Given exercise: List each line of the data below that contains the word "rock", copying every such line in full.

Rows from a dataset:
*****

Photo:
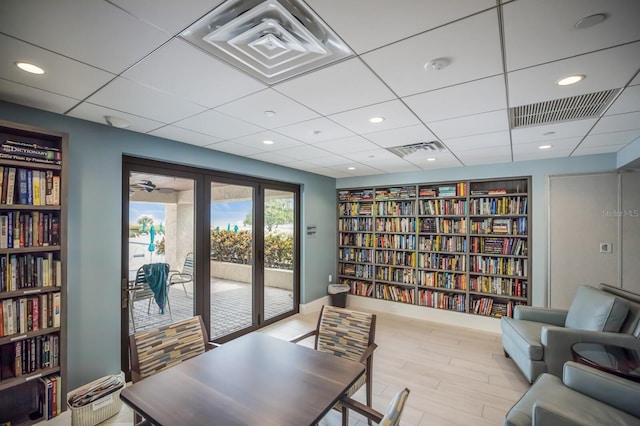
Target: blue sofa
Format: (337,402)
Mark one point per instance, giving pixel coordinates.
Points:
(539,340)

*****

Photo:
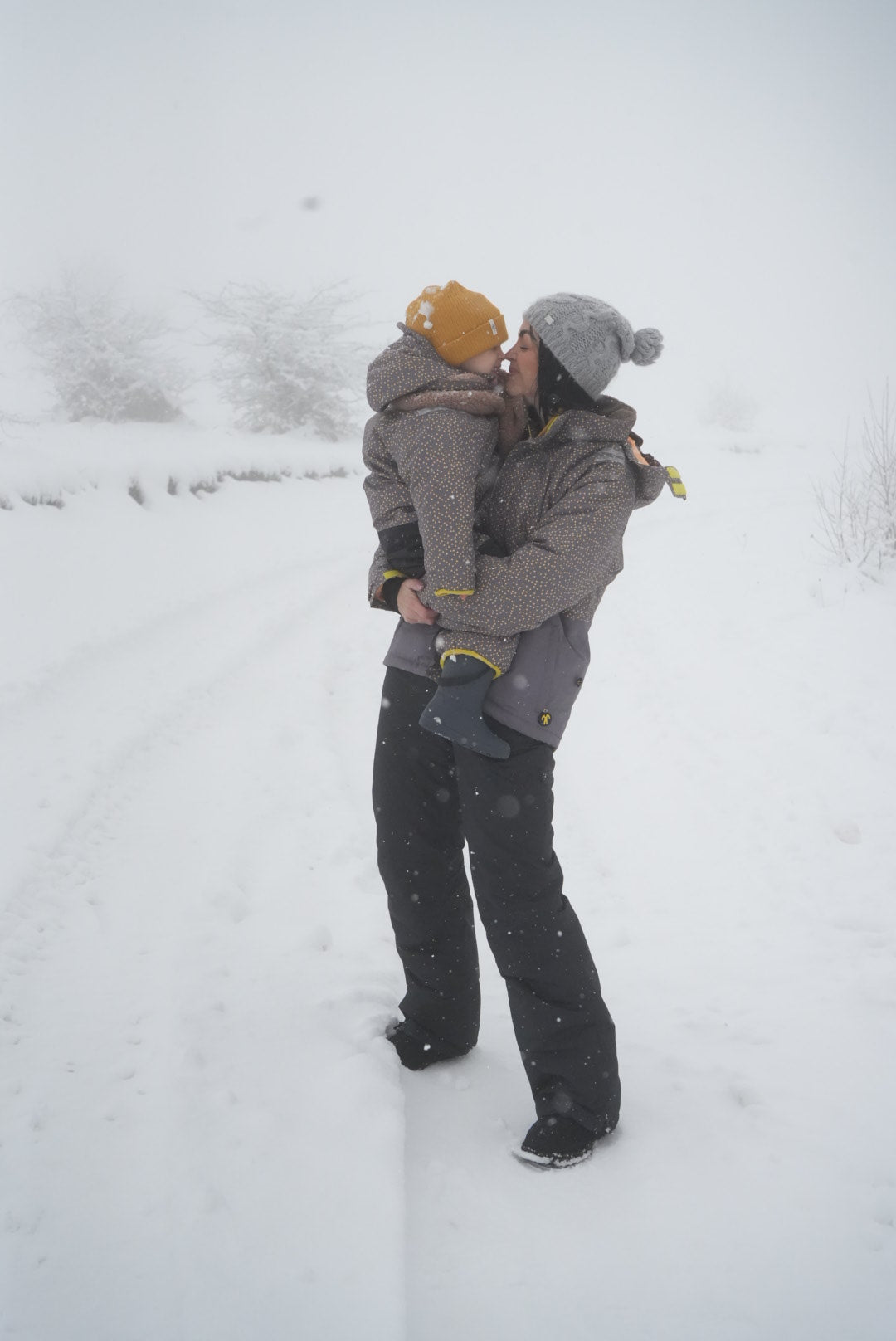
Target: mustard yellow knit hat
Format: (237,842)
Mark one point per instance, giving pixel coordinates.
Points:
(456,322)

*****

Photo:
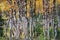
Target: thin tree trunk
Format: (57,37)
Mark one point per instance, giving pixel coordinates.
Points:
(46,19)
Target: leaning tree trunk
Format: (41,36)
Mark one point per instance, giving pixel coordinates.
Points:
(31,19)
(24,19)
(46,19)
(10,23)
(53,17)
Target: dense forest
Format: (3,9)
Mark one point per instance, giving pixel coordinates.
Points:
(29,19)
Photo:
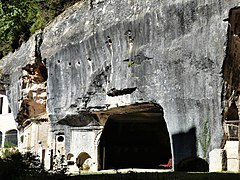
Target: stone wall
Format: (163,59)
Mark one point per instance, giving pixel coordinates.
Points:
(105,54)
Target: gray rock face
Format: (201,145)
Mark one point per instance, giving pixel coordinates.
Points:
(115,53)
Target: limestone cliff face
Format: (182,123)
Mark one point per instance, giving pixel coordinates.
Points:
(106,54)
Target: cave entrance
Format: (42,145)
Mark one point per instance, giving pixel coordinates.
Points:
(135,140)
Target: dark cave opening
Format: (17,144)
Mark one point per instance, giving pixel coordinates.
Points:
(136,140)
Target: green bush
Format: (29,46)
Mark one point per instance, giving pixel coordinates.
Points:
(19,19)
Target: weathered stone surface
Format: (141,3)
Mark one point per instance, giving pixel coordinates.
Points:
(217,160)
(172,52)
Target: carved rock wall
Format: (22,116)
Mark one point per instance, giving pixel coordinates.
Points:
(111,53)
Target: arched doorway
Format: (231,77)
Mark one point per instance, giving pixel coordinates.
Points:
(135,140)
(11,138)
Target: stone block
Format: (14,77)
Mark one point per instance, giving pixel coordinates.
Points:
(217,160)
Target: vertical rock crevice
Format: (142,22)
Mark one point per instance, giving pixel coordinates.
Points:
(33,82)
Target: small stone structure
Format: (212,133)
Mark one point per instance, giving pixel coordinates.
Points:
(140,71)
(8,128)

*****

Output below:
Target: gray rock face
Target: carved rock wall
Target: vertical rock crevice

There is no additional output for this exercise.